_WRITTEN PROBLEM:_ Please repeat the lines below word for word, beginning with the line that contains "of the driftwood" and continuing through the line that contains "<point>324,389</point>", with both of those lines included.

Dataset records on where objects are located
++++++++
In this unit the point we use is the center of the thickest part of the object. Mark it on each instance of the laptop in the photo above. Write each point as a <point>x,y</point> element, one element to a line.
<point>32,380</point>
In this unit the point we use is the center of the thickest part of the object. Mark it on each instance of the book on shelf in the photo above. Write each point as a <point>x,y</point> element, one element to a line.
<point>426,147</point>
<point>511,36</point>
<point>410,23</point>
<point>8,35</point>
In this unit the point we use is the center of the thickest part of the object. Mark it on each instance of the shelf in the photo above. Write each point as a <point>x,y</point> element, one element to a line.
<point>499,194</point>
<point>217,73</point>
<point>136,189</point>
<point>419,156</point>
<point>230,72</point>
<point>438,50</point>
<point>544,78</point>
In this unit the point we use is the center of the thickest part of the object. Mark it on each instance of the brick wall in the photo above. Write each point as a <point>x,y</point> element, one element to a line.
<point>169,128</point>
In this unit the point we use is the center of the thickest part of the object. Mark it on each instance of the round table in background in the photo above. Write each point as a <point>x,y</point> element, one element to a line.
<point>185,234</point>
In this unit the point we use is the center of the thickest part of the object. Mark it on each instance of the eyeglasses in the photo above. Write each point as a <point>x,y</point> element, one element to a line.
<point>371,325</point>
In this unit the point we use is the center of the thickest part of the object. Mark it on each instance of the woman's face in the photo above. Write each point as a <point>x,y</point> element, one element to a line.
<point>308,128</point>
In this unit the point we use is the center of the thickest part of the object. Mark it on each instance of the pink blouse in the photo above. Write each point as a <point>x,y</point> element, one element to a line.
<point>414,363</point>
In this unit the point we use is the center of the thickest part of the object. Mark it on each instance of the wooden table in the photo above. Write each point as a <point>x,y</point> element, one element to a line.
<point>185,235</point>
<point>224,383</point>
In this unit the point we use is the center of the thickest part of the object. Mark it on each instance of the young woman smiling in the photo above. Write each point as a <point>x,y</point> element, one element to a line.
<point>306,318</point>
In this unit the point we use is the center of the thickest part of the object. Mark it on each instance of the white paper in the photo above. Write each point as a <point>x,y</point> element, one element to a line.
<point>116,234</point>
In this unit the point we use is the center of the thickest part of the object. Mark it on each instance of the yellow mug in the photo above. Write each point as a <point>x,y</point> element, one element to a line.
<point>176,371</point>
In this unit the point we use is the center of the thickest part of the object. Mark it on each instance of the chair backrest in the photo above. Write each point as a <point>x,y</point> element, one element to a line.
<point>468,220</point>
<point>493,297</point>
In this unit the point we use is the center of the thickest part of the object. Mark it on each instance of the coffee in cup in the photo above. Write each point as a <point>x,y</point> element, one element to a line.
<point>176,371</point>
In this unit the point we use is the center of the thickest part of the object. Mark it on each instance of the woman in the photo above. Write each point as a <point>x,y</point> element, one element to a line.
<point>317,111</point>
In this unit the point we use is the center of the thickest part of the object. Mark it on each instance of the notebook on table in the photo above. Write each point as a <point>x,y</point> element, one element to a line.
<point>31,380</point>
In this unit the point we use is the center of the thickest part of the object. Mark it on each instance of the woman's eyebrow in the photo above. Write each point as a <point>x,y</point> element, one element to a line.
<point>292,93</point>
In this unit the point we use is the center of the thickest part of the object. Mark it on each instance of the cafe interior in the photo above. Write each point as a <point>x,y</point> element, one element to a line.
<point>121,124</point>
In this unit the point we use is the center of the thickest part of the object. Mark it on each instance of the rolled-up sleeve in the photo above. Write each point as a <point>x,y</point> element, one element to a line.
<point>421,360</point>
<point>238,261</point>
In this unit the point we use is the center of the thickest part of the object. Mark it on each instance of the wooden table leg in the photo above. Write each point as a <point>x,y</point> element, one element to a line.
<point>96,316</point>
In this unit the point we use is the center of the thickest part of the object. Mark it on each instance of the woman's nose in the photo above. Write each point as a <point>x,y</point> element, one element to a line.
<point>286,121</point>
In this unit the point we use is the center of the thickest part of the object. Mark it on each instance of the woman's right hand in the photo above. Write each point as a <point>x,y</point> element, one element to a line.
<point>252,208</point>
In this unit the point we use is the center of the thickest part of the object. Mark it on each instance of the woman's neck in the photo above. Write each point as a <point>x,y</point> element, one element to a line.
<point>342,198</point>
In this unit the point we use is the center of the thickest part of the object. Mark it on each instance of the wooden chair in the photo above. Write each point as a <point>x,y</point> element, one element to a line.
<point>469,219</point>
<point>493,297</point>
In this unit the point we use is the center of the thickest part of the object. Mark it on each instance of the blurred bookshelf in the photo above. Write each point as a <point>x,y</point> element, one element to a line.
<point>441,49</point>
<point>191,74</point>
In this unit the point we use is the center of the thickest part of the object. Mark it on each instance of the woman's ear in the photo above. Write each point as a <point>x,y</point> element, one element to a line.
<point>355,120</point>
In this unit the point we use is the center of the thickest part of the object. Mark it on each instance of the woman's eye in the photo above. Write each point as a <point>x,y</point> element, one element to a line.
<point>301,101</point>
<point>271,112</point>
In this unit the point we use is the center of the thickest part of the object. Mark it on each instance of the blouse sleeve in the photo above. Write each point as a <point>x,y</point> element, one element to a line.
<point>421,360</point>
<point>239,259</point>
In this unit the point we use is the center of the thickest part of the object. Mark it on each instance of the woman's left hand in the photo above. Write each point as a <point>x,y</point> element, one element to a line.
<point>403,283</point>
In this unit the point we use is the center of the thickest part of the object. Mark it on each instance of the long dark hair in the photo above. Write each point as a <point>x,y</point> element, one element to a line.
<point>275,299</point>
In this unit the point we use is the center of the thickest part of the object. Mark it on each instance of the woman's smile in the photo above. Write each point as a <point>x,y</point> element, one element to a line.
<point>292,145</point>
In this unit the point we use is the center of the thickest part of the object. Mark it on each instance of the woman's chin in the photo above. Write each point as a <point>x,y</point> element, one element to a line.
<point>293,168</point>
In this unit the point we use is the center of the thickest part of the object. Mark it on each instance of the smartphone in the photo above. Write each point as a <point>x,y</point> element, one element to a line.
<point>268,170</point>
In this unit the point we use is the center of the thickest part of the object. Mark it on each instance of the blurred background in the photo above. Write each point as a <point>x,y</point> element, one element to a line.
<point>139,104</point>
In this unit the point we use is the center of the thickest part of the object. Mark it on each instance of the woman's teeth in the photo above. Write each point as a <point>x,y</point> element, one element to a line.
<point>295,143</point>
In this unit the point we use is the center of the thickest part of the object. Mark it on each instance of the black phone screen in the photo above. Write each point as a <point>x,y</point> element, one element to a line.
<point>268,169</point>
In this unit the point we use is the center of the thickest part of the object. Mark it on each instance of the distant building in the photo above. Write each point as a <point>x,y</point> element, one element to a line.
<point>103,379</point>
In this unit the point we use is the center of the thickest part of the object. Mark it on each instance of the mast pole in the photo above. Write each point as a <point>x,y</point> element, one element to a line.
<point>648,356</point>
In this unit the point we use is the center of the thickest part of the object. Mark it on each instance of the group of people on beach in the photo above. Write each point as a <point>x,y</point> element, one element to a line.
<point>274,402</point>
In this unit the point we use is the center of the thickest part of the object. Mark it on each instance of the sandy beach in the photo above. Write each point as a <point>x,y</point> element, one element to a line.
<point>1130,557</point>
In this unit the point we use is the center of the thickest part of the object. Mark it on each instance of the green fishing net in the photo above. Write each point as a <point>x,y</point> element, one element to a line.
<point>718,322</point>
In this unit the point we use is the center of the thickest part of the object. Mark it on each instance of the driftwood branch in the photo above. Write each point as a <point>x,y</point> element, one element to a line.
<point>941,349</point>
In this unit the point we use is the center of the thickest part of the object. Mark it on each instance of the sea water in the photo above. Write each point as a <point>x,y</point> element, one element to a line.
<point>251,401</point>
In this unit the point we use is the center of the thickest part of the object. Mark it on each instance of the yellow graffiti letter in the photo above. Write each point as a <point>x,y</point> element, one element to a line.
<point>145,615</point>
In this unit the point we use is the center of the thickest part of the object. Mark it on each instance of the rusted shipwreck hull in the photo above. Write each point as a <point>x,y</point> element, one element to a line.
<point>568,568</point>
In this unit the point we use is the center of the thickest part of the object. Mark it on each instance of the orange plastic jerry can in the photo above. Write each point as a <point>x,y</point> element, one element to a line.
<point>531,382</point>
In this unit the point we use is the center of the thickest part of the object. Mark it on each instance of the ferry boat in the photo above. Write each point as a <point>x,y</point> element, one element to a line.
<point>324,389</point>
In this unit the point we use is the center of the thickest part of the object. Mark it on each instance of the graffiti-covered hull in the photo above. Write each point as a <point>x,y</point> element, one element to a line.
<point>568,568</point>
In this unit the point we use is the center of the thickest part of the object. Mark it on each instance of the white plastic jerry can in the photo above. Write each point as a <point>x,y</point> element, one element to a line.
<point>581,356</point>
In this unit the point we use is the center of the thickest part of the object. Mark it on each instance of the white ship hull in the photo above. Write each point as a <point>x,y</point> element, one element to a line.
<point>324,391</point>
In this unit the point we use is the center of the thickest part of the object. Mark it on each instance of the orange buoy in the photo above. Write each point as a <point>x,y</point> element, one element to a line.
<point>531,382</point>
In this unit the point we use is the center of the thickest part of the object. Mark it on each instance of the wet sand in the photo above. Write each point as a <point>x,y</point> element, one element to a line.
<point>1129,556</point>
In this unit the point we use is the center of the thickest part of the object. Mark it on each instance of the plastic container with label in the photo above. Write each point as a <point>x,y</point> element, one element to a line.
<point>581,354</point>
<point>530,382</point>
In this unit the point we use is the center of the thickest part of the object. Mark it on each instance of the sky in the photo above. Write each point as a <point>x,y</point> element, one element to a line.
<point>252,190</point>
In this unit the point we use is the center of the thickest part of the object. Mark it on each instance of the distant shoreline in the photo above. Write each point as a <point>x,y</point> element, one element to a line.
++++++++
_TASK OUTPUT:_
In this unit the point we use is the center of the thickest part of the object. Mark it on each instance of the driftwood branch in the photo above. Write each point as a <point>x,y</point> element, one element to a line.
<point>941,349</point>
In this unit the point we use is the center of the thickest part of the object. Mark it on each instance of the sea water in the photo above. Write each point as a <point>x,y</point> element, one element to a line.
<point>251,401</point>
In this unit the point we use is the center of the thickest part of the object. Mark it on each instance of the yellow graffiti letter in the photo above. Write each point as a <point>x,y</point> element, one element to a line.
<point>145,615</point>
In this unit the point we use is the center of the thickest part of the object. Mark it on each instance of the rusted shipwreck hull in the photo above. Write each point as a <point>x,y</point> element, one element to a line.
<point>568,568</point>
In this unit the point we use is the center of the thickest part of the object. Mark it on each instance of the orange plastic jerry can in the photo above. Write each point as a <point>x,y</point> element, one element to a line.
<point>531,382</point>
In this unit the point we use is the center of the thickest part of the object. Mark it on each instance of the ferry boat in the photo above. Write each point as a <point>x,y</point> element, one element to a line.
<point>324,389</point>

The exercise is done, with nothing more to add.